[Point labeling dataset excerpts]
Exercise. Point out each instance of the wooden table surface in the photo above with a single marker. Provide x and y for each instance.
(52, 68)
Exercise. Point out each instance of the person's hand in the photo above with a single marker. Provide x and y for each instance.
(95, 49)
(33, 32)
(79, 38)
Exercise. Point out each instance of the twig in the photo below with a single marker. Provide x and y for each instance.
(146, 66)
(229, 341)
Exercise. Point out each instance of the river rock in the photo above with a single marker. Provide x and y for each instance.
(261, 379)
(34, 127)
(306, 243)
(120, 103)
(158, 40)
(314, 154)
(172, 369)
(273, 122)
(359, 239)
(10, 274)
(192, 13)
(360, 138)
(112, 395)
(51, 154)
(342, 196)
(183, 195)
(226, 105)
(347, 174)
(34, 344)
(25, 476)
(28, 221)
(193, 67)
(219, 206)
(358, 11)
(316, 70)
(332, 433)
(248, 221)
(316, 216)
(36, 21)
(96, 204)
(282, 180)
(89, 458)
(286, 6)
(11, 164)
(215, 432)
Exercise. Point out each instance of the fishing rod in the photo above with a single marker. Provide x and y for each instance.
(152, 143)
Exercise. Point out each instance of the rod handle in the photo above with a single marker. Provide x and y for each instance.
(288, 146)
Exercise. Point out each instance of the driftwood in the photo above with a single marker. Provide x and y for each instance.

Directions for this task:
Write out all records exactly, keeping every detail.

Exercise solution:
Exercise. Point out each instance of the wooden table surface in the photo above with a single marker. Provide x and y for each instance.
(52, 68)
Exercise. Point out each instance of the person's hand in the photo above with a single marker. Provide x and y for each instance.
(95, 49)
(33, 32)
(79, 38)
Exercise. Point out each instance of the twig in the photo below with a single marker. Provide x and y for each instance.
(146, 66)
(229, 341)
Exercise. Point out each instance of the river rock in the photo above with a single marker. Provide x and y for each instance.
(261, 379)
(34, 127)
(306, 243)
(120, 103)
(158, 40)
(314, 154)
(172, 369)
(273, 122)
(359, 239)
(10, 274)
(192, 13)
(360, 138)
(112, 395)
(51, 154)
(342, 196)
(183, 195)
(226, 105)
(347, 174)
(34, 344)
(25, 476)
(28, 221)
(193, 67)
(219, 206)
(358, 11)
(316, 70)
(332, 433)
(248, 221)
(316, 216)
(36, 21)
(96, 204)
(282, 180)
(89, 458)
(286, 6)
(11, 164)
(215, 432)
Exercise. Point out each instance of the fishing rod in the photo above with a single marker. Provide x and y for each instance.
(152, 143)
Exercise. Point out each instance of the rod handle in the photo above with a single marker. Provide x and y for each instance.
(288, 146)
Exercise. Point out each instance of the driftwood in the photo above with a single marker. Provide x and y for each instance.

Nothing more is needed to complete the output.